YOUR TASK
Would you transcribe all of the entries that follow, word for word?

Saved entries:
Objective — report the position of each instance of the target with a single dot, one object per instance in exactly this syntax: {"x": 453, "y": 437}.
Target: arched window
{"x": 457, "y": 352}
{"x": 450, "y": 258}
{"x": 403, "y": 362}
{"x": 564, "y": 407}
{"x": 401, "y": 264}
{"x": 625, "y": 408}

RESPONSE TO THIS EXERCISE
Objective — report the position of each instance of the target with a single dot, one object per instance in exactly this syntax: {"x": 453, "y": 437}.
Target: arched window
{"x": 457, "y": 352}
{"x": 450, "y": 258}
{"x": 403, "y": 362}
{"x": 564, "y": 407}
{"x": 401, "y": 264}
{"x": 625, "y": 408}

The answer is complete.